Given exercise: Your task is to return the line containing "spot the rock" plus every line after it, exactly and with nothing added.

================

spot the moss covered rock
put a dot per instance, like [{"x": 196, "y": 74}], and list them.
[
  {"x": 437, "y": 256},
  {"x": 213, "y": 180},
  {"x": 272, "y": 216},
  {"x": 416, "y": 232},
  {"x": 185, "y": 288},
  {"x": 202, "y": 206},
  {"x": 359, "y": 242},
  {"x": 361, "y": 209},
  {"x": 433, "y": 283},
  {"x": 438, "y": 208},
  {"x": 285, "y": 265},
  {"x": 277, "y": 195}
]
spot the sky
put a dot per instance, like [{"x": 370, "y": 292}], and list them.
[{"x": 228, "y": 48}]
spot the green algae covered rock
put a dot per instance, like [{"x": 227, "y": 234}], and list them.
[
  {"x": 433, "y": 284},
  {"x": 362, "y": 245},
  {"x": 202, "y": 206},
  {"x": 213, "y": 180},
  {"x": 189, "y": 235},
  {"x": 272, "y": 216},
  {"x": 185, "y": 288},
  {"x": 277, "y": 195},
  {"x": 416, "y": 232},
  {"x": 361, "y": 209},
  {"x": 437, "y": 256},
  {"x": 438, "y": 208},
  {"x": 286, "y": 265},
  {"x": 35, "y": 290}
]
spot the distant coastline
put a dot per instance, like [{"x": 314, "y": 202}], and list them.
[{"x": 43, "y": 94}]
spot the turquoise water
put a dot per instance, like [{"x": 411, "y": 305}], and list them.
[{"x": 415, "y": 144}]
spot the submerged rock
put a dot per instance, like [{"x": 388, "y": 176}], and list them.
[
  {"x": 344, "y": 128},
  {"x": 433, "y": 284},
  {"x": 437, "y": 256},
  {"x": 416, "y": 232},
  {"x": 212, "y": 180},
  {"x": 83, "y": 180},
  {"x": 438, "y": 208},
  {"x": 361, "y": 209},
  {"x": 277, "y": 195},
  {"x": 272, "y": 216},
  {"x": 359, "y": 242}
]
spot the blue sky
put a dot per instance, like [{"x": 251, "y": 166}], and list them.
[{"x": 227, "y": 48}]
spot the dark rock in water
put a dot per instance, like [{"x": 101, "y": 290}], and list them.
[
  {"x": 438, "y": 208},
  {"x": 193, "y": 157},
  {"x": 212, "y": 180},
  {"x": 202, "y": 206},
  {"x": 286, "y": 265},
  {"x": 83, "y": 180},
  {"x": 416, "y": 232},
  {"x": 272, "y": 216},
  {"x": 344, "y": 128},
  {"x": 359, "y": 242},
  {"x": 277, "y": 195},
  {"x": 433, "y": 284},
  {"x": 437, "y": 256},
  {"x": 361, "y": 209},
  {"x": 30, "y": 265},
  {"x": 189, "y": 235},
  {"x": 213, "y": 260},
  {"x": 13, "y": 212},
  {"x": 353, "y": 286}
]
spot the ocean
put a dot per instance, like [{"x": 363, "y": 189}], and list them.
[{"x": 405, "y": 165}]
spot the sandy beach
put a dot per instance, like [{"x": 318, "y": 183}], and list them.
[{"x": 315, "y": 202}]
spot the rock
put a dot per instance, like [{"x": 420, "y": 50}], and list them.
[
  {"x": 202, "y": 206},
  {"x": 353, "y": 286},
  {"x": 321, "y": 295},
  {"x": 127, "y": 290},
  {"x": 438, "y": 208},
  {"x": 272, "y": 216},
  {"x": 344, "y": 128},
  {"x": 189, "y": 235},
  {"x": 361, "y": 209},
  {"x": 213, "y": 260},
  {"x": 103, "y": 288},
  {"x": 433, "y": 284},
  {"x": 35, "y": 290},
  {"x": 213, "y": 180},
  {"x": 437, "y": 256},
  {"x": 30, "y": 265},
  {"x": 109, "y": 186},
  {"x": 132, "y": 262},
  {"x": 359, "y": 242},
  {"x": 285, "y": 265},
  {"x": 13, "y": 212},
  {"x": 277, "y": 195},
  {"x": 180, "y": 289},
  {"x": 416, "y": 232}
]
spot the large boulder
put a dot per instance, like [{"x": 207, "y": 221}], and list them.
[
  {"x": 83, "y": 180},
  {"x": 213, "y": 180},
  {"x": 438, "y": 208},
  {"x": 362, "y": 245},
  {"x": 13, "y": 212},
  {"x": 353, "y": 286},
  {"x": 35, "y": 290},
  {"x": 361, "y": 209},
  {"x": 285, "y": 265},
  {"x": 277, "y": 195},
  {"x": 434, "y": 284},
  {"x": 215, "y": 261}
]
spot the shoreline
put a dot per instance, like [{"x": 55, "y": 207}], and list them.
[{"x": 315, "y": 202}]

================

Full output:
spot the rock
put a dot per instance, like [{"x": 420, "y": 50}], and list them.
[
  {"x": 202, "y": 206},
  {"x": 353, "y": 286},
  {"x": 321, "y": 295},
  {"x": 127, "y": 290},
  {"x": 438, "y": 208},
  {"x": 272, "y": 216},
  {"x": 344, "y": 128},
  {"x": 189, "y": 235},
  {"x": 361, "y": 209},
  {"x": 213, "y": 260},
  {"x": 103, "y": 288},
  {"x": 433, "y": 284},
  {"x": 35, "y": 290},
  {"x": 213, "y": 180},
  {"x": 437, "y": 256},
  {"x": 30, "y": 265},
  {"x": 109, "y": 186},
  {"x": 132, "y": 262},
  {"x": 359, "y": 242},
  {"x": 285, "y": 265},
  {"x": 13, "y": 212},
  {"x": 277, "y": 195},
  {"x": 180, "y": 289},
  {"x": 416, "y": 232}
]
spot the large boulder
put a dot per instance, like [{"x": 207, "y": 221}], and list them.
[
  {"x": 83, "y": 180},
  {"x": 213, "y": 180},
  {"x": 438, "y": 208},
  {"x": 362, "y": 245},
  {"x": 13, "y": 212},
  {"x": 353, "y": 286},
  {"x": 35, "y": 290},
  {"x": 361, "y": 209},
  {"x": 285, "y": 265},
  {"x": 277, "y": 195},
  {"x": 434, "y": 284},
  {"x": 215, "y": 261}
]
spot the shoreline
put a dot per instance, like [{"x": 55, "y": 207}], and list them.
[{"x": 315, "y": 202}]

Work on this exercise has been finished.